March 1, 2021 · 2 Comments

Bitcoin Mining

My Twitter feed (among the type of accounts I follow) is filled with chatter about NFTs, those “non-fungible tokens” that are all the rage among music’s early adopter set. NFTs, as defined here, are digital representations of art (visual, audio, etc.). Though the art itself isn’t exclusive, ownership of the NFT can be. Ownership is tracked and verified on the blockchain. 

We can look at this as similar to buying a skin or virtual item in a video game — a digital totem that broadcasts status within the game. Likewise, an NFT would elevate an owner’s status among an artist’s community of fans. The buyer of an NFT might also simply want to support the artist as a patron as NFTs, often auctioned, can have large pay-outs. Or, an owner could hope to turn a profit — one can resell an NFT at a higher price, adding a speculative aspect.

That’s probably a naïve explanation of what’s going on here. I’m hardly an expert or crypto-savvy. But what I do know doesn’t leave me bullish on the mass adoption of NFTs. It’s not the digital-ness that throws me off. I’m fascinated by the potential of intangibility and decentralization. However, I see NFTs, in their present execution, amplifying some age-old problems within the music industry.

_Provided material_
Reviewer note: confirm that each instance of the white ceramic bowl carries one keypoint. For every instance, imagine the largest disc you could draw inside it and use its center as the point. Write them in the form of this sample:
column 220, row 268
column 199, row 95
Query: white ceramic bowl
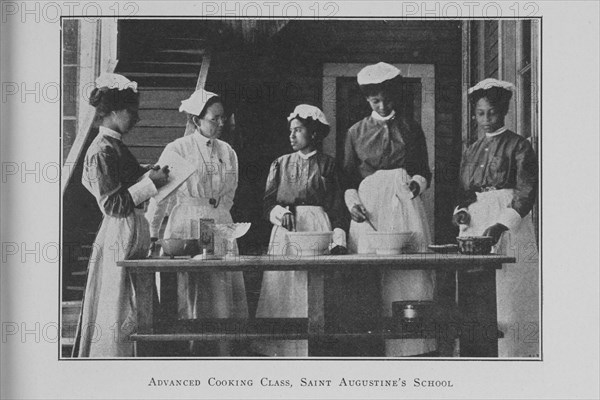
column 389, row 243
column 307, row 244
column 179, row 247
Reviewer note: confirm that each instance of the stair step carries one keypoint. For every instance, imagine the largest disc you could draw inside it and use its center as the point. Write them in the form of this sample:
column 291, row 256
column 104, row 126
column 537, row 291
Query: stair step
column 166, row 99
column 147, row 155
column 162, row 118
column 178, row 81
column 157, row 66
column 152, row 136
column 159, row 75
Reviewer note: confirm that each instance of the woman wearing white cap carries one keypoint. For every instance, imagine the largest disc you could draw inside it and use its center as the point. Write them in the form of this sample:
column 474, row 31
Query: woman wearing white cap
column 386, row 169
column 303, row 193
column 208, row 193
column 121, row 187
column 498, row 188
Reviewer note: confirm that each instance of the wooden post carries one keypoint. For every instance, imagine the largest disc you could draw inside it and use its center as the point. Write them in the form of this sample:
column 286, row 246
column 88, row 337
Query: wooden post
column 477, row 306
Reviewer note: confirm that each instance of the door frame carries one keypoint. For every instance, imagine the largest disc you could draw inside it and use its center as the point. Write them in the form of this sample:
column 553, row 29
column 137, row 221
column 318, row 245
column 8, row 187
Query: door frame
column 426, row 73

--

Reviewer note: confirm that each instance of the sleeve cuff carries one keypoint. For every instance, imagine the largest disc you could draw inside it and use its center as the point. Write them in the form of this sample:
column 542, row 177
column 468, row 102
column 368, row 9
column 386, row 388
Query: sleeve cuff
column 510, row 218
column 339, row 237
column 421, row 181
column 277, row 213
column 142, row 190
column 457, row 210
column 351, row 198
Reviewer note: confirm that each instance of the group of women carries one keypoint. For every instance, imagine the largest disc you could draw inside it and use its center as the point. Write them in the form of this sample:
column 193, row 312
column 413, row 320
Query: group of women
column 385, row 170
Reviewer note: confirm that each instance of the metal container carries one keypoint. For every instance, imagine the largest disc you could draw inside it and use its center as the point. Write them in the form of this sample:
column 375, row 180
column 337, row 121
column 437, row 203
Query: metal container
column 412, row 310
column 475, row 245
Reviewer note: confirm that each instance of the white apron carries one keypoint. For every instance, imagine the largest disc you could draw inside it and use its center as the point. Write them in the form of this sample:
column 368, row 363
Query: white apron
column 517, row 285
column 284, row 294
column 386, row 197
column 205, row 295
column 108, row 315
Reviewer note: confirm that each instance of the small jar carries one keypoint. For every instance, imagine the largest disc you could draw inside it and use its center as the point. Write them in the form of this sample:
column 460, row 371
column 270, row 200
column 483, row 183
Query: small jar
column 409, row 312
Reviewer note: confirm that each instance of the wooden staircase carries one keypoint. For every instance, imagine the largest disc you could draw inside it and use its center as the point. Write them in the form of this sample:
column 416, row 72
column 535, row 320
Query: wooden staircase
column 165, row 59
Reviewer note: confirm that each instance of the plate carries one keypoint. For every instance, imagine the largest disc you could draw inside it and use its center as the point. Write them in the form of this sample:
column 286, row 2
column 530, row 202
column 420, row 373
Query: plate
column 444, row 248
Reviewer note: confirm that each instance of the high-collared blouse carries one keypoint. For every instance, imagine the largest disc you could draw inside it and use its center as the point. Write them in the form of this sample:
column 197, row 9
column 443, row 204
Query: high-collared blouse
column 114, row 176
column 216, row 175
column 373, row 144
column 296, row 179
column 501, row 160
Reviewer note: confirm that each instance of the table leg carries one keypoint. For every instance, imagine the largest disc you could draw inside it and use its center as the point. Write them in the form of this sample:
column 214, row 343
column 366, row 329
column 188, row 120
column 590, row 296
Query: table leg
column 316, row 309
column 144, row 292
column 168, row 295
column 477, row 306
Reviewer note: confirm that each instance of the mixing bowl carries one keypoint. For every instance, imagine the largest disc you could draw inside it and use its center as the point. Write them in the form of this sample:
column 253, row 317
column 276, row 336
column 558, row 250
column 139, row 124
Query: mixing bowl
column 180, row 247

==

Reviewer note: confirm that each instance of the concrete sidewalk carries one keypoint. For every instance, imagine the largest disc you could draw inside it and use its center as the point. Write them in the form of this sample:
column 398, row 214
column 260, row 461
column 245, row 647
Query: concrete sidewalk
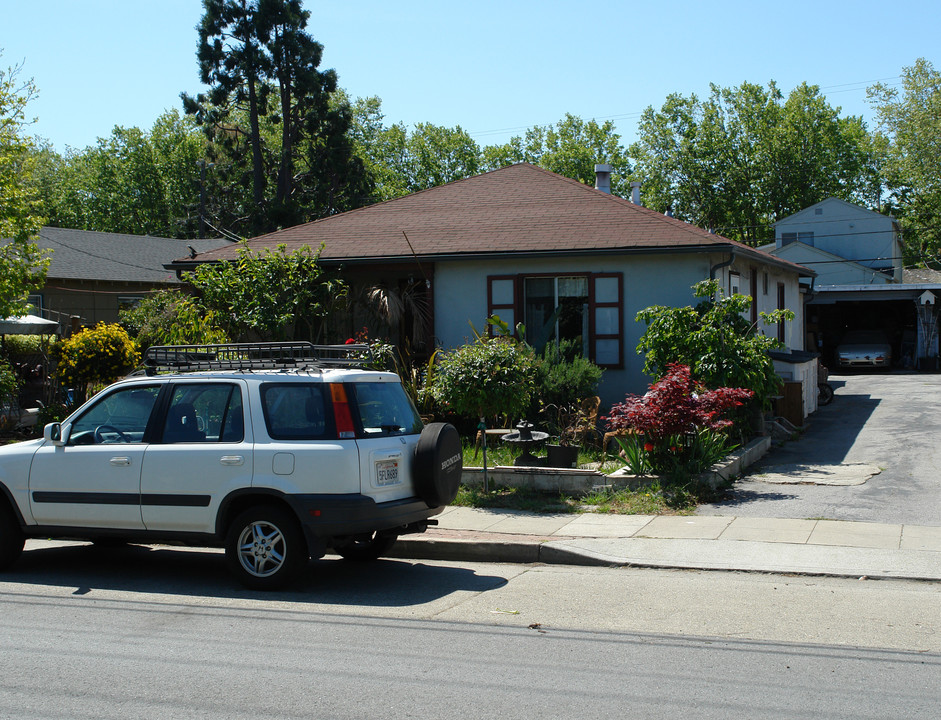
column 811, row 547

_Task details_
Using the NFT post, explain in one to three sentences why the writer isn't bullish on the mass adoption of NFTs.

_Task response_
The writer is fascinated by intangibility and decentralization, so the doubt isn't about NFTs being digital. The concern is that NFTs, in their present execution, amplify some age-old problems within the music industry.